Requirement A => In the essay about mother-in-law's day, start at "Feigning fortitude while" and copy word for word through "life immeasurably easier.".
Requirement B => In the essay about daughters-in-law, how long had Ken been the author's husband?

Supplied passage =>
- - - - - - -
Happy Mother’s (in-law) Day

Busting the stereotype of battling in-laws, Toby Saltzman finds solace in her sons’ wives when a health crisis strikes

Tears cloud my eyes as I recline in the spa sanctuary, not for sad, as you may imagine, but for happy, knowing that, while facing life’s most difficult time since my husband Ken’s sudden diagnosis with a rare form of lung cancer, I am blessed with the sustenance of two daughters-in-law, whose warm-hearted care runs beyond all expressions of words. Snuggled under a cashmere cover, my mind wanders to the incredible day we learned disease had seized this vibrant man who never smoked, exercised daily, loved his work, lived a healthy lifestyle and had no such family history.

First, we cried, pondering unanswerable questions that defy sense and faith. When Ken and our three sons decided depressive thoughts were not productive, we pinned hopes on the oncologist and the newest chemotherapy drug, resolving to pose positive.

Feigning fortitude while fighting off unwelcome subliminal images of the future for my love – who’d been my teenage sweetheart, then husband for 47-plus years – I retreated to seclusion, dedicating time only to Ken and wrapping myself into myself. That’s when daughters-in-law Jill and Joanna began massaging my soul with emotional healing. They called frequently, reminding me each time: “You are not alone. We’re a family. We’ll work through this together.”

Ultimately, they convinced me to loosen up. “Share feelings with your closest friends … they’ll want to support you,” they urged. And they were right. It wasn’t easy for Jill and Jo to stretch time between their own work schedules and shuttling my grandchildren to school and activities, yet they embraced Ken and me with attention, making life immeasurably easier.

Toby-Joanna-Jill

Besides preparing and delivering meals, they took turns hosting the weekly family dinners that Ken and I had always loved planning, if only to see our brood gather around the dining table before the little ones would slide off their seats and run to play in the den. They delivered lunches for chemotherapy days at the hospital, where our sons thankfully skewed their schedules to join us with spirit-boosting stories. And after each tiring treatment, we returned home to find a surprise, often a panel crafted with family pictures and cute phrases touting family love and togetherness.

Just when I was feeling that the good life Ken and I had strived to build was spiralling away, Jill’s and Jo’s genuine sentiments nudged us to appreciate that our family life was as loving as ever.
- - - - - - -
Given data =>
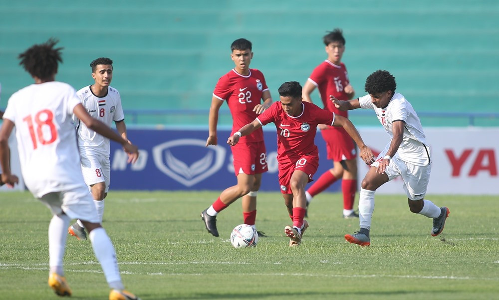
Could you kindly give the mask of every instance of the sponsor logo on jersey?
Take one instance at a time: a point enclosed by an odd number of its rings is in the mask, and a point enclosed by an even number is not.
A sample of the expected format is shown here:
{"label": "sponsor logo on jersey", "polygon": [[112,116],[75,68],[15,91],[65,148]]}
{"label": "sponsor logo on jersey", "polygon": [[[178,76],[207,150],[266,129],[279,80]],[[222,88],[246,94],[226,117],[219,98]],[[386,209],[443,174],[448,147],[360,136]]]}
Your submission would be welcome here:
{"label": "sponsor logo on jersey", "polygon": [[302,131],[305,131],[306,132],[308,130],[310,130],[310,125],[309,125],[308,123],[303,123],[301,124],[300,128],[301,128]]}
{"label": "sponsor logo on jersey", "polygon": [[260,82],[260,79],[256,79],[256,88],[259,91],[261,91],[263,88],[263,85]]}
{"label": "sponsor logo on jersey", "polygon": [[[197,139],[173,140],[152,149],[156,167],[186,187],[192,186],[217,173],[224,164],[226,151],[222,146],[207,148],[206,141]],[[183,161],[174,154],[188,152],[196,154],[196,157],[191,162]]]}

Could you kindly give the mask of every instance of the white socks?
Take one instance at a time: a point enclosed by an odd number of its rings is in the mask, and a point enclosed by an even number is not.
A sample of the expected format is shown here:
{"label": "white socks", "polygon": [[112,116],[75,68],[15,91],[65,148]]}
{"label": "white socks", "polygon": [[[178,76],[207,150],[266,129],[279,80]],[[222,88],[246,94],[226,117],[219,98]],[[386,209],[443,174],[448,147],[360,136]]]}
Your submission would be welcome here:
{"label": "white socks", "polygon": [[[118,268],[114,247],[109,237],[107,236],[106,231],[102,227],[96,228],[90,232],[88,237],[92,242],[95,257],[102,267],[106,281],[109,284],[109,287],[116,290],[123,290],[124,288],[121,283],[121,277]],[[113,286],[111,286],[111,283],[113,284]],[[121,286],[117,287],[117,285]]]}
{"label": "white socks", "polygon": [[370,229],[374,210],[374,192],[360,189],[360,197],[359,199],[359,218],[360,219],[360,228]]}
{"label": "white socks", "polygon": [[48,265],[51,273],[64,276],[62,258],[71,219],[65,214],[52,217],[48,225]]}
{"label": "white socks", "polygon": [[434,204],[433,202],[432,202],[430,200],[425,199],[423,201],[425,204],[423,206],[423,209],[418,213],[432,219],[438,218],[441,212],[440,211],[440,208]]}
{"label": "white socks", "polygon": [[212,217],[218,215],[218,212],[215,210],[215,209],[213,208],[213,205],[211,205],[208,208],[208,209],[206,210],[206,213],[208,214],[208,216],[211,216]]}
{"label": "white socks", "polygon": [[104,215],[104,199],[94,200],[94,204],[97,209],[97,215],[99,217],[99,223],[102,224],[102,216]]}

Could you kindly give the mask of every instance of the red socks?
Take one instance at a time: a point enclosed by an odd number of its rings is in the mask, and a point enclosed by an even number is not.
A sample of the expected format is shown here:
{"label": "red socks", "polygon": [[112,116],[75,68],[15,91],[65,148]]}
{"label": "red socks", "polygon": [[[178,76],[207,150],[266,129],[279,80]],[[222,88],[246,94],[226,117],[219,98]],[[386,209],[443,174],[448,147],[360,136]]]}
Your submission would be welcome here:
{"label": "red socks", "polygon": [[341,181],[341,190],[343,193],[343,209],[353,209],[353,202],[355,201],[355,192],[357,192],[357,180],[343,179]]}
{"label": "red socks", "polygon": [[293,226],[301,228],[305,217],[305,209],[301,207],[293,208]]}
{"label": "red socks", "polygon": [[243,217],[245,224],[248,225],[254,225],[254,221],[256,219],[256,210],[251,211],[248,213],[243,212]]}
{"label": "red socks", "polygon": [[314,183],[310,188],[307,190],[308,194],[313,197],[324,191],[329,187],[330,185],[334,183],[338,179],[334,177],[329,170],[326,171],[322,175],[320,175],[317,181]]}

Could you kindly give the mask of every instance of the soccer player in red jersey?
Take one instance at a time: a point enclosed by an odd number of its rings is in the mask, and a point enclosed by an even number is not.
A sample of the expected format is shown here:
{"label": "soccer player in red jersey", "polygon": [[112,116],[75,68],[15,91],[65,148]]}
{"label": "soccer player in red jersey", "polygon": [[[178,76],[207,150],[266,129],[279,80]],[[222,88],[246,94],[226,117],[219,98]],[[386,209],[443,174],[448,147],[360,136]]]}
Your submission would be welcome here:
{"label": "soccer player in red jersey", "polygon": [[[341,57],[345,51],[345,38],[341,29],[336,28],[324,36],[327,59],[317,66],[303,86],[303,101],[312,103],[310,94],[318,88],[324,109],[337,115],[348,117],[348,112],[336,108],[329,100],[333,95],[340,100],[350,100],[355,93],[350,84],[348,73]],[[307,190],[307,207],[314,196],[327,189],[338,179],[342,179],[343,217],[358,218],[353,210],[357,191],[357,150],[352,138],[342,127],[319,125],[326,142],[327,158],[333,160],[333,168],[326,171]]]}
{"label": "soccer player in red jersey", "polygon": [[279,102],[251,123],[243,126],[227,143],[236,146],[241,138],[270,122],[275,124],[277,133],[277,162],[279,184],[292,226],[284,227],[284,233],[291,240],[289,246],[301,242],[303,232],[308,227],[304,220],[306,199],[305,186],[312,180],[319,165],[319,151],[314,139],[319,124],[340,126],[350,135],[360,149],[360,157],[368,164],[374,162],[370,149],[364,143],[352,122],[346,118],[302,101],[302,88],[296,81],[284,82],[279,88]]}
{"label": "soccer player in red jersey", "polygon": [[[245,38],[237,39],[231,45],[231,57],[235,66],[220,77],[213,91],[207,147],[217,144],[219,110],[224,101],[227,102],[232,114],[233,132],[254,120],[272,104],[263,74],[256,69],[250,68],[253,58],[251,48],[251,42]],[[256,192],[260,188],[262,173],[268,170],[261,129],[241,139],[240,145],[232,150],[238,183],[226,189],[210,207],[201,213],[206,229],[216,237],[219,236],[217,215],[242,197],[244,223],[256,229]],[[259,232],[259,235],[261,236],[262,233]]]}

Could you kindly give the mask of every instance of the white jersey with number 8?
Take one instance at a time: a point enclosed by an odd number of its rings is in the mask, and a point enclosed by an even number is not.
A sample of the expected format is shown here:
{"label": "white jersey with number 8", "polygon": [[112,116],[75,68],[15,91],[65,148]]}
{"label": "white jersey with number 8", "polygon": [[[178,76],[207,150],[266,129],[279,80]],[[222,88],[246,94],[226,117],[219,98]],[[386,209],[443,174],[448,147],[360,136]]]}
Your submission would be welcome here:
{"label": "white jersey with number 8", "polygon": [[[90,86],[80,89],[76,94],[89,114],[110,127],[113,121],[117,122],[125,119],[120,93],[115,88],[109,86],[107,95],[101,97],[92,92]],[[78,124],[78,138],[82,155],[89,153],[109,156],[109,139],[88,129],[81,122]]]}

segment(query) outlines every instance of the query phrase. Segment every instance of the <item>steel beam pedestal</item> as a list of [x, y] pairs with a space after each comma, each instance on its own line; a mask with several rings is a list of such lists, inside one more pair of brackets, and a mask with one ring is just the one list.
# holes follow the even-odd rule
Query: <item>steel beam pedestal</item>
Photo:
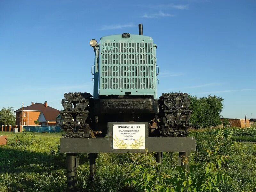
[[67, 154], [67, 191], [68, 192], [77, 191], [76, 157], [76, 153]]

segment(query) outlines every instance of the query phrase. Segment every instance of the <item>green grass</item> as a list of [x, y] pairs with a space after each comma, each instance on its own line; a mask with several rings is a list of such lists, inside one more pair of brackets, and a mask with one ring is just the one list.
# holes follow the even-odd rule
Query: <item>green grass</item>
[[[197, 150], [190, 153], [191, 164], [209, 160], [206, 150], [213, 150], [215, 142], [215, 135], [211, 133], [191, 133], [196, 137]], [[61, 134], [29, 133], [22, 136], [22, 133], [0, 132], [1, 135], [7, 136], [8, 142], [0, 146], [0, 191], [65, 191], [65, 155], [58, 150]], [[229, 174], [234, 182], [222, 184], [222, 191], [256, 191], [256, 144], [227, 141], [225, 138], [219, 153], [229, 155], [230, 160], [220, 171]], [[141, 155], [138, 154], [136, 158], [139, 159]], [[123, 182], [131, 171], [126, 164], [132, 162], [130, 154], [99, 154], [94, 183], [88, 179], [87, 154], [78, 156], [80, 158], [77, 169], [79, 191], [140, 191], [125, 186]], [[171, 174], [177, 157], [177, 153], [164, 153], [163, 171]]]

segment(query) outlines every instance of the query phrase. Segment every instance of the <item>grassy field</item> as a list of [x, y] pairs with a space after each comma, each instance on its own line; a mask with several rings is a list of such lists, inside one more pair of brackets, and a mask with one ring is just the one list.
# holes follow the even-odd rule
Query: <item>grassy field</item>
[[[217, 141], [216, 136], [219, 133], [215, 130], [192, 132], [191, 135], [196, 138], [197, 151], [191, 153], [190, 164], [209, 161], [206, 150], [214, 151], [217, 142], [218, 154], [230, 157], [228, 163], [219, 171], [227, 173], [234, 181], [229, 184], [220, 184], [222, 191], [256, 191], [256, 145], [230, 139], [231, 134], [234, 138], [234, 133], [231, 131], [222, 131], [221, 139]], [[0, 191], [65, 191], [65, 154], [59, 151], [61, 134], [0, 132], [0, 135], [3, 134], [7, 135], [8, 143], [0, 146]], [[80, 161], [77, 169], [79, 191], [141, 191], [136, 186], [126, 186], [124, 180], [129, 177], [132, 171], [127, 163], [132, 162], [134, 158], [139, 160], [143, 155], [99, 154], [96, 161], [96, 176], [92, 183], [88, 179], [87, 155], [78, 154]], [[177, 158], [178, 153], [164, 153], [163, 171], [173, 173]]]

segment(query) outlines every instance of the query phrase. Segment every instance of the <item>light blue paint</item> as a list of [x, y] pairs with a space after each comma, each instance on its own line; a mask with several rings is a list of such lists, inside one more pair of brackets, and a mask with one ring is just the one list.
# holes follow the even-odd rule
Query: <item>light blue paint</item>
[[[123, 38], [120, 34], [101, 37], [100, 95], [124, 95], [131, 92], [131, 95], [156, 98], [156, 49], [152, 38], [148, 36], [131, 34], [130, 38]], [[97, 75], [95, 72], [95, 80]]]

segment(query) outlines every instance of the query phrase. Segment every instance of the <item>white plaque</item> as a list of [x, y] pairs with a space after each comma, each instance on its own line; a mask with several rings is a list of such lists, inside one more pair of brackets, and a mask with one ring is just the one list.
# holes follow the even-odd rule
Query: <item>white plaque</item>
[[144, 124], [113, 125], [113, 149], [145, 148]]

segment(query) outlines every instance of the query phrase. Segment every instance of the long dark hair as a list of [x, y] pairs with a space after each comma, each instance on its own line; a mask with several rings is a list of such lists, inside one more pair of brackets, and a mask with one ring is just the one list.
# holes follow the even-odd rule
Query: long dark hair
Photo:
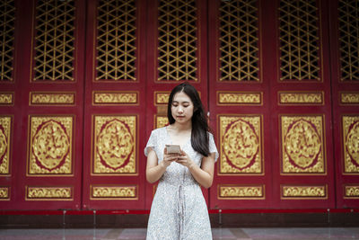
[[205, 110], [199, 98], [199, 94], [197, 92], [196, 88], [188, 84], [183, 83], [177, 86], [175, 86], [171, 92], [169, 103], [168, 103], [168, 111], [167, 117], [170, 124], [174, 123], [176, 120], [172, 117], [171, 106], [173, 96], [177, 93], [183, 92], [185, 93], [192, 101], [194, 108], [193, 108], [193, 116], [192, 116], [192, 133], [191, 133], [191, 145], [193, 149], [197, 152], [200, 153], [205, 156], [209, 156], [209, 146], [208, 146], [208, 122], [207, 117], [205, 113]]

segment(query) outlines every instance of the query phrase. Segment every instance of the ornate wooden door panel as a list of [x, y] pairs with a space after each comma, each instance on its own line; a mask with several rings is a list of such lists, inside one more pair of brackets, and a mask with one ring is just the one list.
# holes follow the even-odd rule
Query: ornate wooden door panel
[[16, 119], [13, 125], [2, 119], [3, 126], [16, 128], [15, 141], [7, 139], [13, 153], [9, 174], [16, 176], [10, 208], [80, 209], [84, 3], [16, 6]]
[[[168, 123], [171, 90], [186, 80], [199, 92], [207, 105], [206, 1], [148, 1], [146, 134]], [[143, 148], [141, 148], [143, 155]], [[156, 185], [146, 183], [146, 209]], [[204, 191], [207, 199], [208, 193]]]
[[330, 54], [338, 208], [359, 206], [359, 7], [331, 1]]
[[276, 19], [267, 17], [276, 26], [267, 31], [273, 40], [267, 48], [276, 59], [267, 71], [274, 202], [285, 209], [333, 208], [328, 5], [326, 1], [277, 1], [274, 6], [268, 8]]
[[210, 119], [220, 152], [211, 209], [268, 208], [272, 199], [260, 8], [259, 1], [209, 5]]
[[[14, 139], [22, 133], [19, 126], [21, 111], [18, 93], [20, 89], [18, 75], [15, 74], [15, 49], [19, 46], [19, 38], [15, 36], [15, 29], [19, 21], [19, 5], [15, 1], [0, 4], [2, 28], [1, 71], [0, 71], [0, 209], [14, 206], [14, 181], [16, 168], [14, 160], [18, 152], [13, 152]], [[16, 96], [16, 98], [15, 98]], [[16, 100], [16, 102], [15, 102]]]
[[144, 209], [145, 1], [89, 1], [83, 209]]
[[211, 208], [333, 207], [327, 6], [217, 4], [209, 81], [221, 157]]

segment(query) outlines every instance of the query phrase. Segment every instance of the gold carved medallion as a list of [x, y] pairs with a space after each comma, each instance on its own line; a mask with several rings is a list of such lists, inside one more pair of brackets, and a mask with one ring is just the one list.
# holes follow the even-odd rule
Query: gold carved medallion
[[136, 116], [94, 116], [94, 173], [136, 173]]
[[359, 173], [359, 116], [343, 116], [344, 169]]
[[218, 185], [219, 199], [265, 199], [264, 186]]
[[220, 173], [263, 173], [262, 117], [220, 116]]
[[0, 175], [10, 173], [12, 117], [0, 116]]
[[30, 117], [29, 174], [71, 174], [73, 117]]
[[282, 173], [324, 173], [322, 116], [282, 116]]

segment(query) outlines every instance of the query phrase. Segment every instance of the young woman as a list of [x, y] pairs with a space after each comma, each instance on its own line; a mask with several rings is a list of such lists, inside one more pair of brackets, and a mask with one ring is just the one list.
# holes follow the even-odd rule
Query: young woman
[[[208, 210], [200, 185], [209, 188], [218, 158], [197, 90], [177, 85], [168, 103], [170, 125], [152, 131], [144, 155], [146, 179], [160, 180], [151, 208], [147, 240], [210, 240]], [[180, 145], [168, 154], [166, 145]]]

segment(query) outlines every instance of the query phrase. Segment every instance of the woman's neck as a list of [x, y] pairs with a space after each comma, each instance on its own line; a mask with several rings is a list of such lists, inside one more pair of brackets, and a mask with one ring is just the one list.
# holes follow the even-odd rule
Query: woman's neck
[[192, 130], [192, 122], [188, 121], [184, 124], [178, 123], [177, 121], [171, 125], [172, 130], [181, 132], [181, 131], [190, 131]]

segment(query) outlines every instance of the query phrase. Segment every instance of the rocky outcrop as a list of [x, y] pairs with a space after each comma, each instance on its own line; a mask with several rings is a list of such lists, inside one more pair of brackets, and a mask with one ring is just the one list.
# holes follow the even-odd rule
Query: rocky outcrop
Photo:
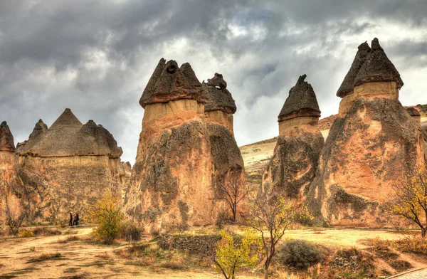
- - - - - - -
Reply A =>
Feigning fortitude while fighting off unwelcome subliminal images of the future for my love – who’d been my teenage sweetheart, then husband for 47-plus years – I retreated to seclusion, dedicating time only to Ken and wrapping myself into myself. That’s when daughters-in-law Jill and Joanna began massaging my soul with emotional healing. They called frequently, reminding me each time: “You are not alone. We’re a family. We’ll work through this together.”

Ultimately, they convinced me to loosen up. “Share feelings with your closest friends … they’ll want to support you,” they urged. And they were right. It wasn’t easy for Jill and Jo to stretch time between their own work schedules and shuttling my grandchildren to school and activities, yet they embraced Ken and me with attention, making life immeasurably easier.

Reply B => Ken had been her husband for 47-plus years.